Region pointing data
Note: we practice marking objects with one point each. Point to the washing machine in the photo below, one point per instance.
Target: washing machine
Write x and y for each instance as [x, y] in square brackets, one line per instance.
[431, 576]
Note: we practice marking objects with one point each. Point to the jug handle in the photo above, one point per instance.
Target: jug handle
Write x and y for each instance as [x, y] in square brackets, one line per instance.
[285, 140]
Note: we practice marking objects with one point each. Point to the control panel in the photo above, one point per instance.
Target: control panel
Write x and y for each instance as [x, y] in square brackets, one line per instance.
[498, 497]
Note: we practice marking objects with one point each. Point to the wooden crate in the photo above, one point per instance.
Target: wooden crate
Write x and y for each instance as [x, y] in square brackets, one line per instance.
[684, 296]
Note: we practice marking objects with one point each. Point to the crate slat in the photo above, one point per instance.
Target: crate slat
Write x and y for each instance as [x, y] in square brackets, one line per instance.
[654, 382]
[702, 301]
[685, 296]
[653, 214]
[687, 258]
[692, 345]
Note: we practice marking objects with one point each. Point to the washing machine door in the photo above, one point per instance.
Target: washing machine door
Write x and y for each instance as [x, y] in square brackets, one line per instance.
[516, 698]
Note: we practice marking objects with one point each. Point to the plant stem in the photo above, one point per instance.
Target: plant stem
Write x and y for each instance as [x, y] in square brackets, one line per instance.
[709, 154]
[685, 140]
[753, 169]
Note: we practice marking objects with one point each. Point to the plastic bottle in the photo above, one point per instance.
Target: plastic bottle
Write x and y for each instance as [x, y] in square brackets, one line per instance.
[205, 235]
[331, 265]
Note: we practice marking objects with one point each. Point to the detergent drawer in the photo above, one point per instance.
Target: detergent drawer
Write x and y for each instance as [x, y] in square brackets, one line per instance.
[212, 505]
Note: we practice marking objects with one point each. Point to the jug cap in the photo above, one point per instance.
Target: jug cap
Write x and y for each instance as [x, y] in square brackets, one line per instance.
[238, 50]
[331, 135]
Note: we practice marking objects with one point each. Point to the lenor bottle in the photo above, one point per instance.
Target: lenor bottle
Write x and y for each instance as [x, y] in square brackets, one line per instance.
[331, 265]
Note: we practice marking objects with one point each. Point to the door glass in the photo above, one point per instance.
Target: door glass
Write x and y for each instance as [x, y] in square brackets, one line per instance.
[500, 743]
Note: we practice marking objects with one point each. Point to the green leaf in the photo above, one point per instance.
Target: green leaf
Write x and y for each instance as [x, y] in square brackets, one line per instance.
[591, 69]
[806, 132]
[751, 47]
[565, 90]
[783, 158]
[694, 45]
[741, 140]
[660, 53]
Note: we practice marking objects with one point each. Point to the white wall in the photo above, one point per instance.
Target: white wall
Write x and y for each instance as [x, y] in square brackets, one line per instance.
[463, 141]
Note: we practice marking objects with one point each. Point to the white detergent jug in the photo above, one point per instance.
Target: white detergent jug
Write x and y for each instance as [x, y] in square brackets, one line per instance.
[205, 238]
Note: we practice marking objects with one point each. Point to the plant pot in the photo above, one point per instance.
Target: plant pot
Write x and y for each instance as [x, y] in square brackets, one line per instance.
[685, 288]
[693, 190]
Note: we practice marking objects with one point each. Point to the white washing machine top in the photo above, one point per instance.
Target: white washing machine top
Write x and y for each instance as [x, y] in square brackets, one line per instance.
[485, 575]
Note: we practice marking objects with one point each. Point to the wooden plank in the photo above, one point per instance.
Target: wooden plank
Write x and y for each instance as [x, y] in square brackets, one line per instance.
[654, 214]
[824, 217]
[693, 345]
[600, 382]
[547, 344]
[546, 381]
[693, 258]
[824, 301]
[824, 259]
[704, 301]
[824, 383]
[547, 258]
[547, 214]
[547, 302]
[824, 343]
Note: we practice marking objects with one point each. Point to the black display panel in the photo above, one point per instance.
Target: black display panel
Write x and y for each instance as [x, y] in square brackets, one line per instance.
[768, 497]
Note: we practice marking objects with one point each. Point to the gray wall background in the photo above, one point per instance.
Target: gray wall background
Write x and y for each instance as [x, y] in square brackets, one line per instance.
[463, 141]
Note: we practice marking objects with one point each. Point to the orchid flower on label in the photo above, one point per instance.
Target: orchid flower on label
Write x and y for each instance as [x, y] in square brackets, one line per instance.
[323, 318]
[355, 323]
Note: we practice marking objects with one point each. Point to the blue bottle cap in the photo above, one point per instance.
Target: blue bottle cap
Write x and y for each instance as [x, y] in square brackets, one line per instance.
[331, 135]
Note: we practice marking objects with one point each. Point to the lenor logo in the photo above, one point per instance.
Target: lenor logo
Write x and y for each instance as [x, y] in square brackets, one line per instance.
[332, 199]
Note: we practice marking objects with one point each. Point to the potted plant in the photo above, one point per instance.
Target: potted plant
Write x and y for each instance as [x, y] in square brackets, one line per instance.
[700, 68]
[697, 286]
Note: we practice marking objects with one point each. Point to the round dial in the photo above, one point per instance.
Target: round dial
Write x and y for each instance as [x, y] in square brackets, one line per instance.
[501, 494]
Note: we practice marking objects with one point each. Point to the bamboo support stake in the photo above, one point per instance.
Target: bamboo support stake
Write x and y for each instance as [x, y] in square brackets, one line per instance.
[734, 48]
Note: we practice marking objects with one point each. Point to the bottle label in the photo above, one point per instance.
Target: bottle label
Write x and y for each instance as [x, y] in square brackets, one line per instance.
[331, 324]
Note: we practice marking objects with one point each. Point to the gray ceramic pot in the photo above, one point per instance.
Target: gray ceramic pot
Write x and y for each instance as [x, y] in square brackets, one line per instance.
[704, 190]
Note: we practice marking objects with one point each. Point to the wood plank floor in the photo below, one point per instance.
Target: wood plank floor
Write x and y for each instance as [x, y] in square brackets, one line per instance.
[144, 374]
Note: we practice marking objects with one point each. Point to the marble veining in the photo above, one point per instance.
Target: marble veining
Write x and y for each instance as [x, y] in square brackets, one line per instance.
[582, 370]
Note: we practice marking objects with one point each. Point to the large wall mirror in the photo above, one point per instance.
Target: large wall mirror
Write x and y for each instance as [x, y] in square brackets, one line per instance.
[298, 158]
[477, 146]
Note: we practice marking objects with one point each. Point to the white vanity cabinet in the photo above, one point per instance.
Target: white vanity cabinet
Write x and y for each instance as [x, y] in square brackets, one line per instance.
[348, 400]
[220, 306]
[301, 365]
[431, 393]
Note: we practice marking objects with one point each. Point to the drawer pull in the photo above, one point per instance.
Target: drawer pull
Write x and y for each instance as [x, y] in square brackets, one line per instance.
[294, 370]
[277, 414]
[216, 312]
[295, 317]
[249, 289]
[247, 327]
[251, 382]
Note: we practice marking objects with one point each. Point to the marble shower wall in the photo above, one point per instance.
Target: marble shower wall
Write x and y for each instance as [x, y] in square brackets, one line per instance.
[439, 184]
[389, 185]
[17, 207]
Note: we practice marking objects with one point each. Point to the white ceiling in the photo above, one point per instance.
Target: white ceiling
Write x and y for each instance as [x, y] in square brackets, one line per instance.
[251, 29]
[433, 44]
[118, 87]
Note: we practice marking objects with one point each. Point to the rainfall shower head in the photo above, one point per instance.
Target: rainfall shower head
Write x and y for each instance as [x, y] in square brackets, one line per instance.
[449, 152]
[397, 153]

**AIM OF THE EXERCISE:** The records above should be given again in full, exactly as written.

**OUTPUT FOR THIS TASK:**
Note: we practice marking objects with one point each. Point to the washing machine in the photo below, one point per instance.
Target: washing machine
Write x and y for each instance as [x, y] in square brackets, one line per instance.
[431, 576]
Note: we practice marking objects with one point each. Point to the jug handle in the photo above, one point per instance.
Target: jug handle
Write x and y for each instance as [x, y] in square brackets, one line per instance.
[285, 140]
Note: we practice marking objects with one point each. Point to the control panel in the photo above, one point per instance.
Target: control panel
Write x and y for each instance as [x, y] in square brackets, one line per instance.
[498, 497]
Note: we practice marking objects with one point each. Point to the wooden crate in the photo above, one point per instance.
Target: wooden crate
Write x and y for each instance as [x, y] in square brackets, one line per instance.
[684, 296]
Note: we practice marking objects with one point each. Point to the crate slat in the photo above, one point per instance.
Target: crate slat
Write x and y for each instance as [x, y] in square brackets, one line per instance.
[654, 382]
[702, 301]
[685, 296]
[653, 214]
[687, 258]
[692, 345]
Note: we practice marking objects with one point each. Point to the washing machine door in the photo above, one point per instance.
Target: washing machine door
Write x and y for each instance as [x, y] in square brackets, one line per instance.
[516, 698]
Note: we practice marking objects with one point each. Point to the plant stem in the photo above, one point per instance.
Target: plant stem
Write x and y for each instance as [x, y] in square brackets, one line per instance.
[709, 154]
[685, 140]
[753, 169]
Note: we practice marking objects with one point each. Point to the plastic bottle in the photo above, one point per instance.
Target: plastic bottle
Write x and y for each instance as [x, y] in square brackets, one line per instance.
[205, 235]
[331, 265]
Note: we practice marking objects with one point each. Point to the detergent drawer in the photo above, one point per instance.
Target: detergent drawer
Write x and y for each instance as [x, y] in square brackets, one line per instance.
[212, 505]
Note: we practice marking objects with one point each. Point to the jug cap in the photo above, one point per instance.
Target: jug cap
Write x and y for each instance as [x, y] in square brackets, one line per instance.
[238, 50]
[331, 135]
Note: we practice marking objects with one point each. Point to the lenor bottle in the photo above, one point per instance.
Target: lenor bottle
Write x and y for each instance as [x, y] in square brackets, one line per instance.
[331, 265]
Note: we practice marking objects with one point each. Point to the door glass in the photo above, one point per instance.
Target: door glass
Write x and y for each instance as [x, y] in square brackets, one line per instance.
[500, 743]
Note: we practice marking objects with one point each. Point to the green leaf in the photo above, one point per instance.
Target: green leaf
Write x and y for each instance as [x, y] in square brackets, one line per instance.
[591, 69]
[806, 132]
[751, 47]
[565, 90]
[783, 158]
[694, 45]
[741, 140]
[660, 53]
Note: we practice marking objects with one point each. Point to the white wall in the photo above, one point per instance.
Target: white wall
Write x and y for each instance as [x, y] in square brackets, one line per instance.
[463, 141]
Note: we practice marking objects with one point each. Point to the white detergent jug in the photo above, one point per instance.
Target: white detergent jug
Write x and y for each instance as [x, y] in square brackets, one line per instance.
[205, 238]
Note: we practice marking objects with one point each. Point to the plant pot in the photo above, one point per instance.
Target: plant pot
Write x and y for each instance as [x, y] in square brackets, one line per instance.
[685, 288]
[693, 190]
Note: we practice marking objects with one point each. Point to the white washing machine top in the photo above, one point per instance.
Target: white washing machine top
Write x and y for each instance as [x, y] in square brackets, one line per instance.
[485, 575]
Note: we practice marking objects with one point each. Point to the wooden plank in the photo above, one point per instance.
Target: wooden plank
Write x and y for each instance as [x, y] in square brackets, one line per instance.
[654, 214]
[824, 217]
[693, 345]
[600, 382]
[547, 344]
[546, 381]
[693, 258]
[824, 301]
[824, 259]
[704, 301]
[824, 383]
[547, 258]
[547, 214]
[547, 302]
[824, 343]
Note: we practice marking objects with one point each. Point to the black display panel in the photo above, one point per instance.
Target: black display panel
Write x and y for each instance as [x, y] in square brackets, one line per instance.
[768, 497]
Note: we practice marking objects with one point each. Point to the gray wall background in the photo above, one point per instance.
Target: gray wall background
Write x and y for each instance as [x, y] in square brackets, one line per instance.
[463, 141]
Note: we practice marking objects with one point each. Point to the orchid flower on label in the photo above, one point per instance.
Target: orchid flower on label
Write x and y for each instance as [x, y] in square brackets, one line per instance.
[323, 318]
[355, 323]
Note: we practice marking objects with one point each. Point to the blue bottle cap in the photo above, one point per instance.
Target: blue bottle cap
Write x and y for each instance as [x, y] in square brackets, one line per instance.
[331, 135]
Note: we practice marking objects with one point each. Point to the lenor logo in the photo above, one point per instance.
Target: lenor logo
Write x and y for each instance as [x, y] in square brackets, one line per instance.
[332, 199]
Note: we practice marking objects with one point each. Point to the potted plant in the photo above, one point per instance.
Target: potted plant
Write x and y for each instance as [x, y] in square brackets, one line per instance.
[700, 68]
[697, 286]
Note: we practice marking objects with one point each. Point to the round dial in the photo above, one point per instance.
Target: round dial
Write x and y for each instance as [x, y] in square brackets, one line per instance.
[501, 494]
Note: we practice marking objects with one point each. Point to the bamboo support stake in the photo above, one point per instance.
Target: bamboo support stake
Write x and y for each instance as [x, y] in square brackets, one line per instance.
[734, 48]
Note: we practice marking objects with one point each. Point to the bottle label in the photo above, one point per instance.
Target: bottle label
Write x and y for each instance as [x, y] in square brackets, one line per instance.
[331, 324]
Note: we practice marking objects with one point each. Point to the gray ceramic pot in the photo above, one point per instance.
Target: gray ceramic pot
Write x and y for each instance as [x, y] in square brackets, one line per instance.
[704, 190]
Note: we practice marking objects with one point each. Point to the wood plank floor in the photo below, one point per instance.
Target: wood plank floor
Write x and y for each instance as [x, y] in square brackets, one line per instance.
[144, 374]
Note: we practice marking objects with one point each. Point to the marble veining in the photo above, one point per instance.
Target: marble veining
Write x and y for each instance as [x, y] in square brackets, one line per instance.
[582, 370]
Note: we practice marking objects with one point each. Point to the large wall mirror in the photo above, one point per instance.
Target: large wall mirror
Write x and y for each instance as [x, y] in square brackets, one line per instance.
[298, 158]
[477, 146]
Note: we practice marking objects with one point each. Point to the white vanity cabinet in the photo above, one point per instance.
Target: white vanity cabinet
Write x and y for each instance as [x, y] in square brackets, one line per instance.
[348, 400]
[220, 306]
[301, 365]
[431, 393]
Note: we practice marking objects with one point each. Point to the drawer pull in the photo above, one point per instance.
Target: drawer pull
Write x and y for each instance as [x, y] in square brackets, one line per instance.
[294, 370]
[277, 414]
[216, 312]
[295, 317]
[249, 289]
[247, 327]
[251, 382]
Note: we practice marking objects with one point each. Point to the marble shower wall in the photo above, one point per instance.
Target: marble shower wall
Write x and y for each instance as [x, y] in square brackets, one line per instance.
[439, 184]
[389, 185]
[17, 207]
Note: we practice marking objects with one point each. Point to the white ceiling in the photo above, one point per instance.
Target: white ceiling
Write x and y for each instance as [x, y] in square brackets, one line per instance.
[251, 29]
[433, 44]
[118, 87]
Note: we practice marking objects with one point each. Point to the rainfall shower head in the photo above, one point per instance.
Target: rainfall shower head
Write x and y for each instance as [x, y] in square brackets, one line per instance.
[449, 152]
[397, 153]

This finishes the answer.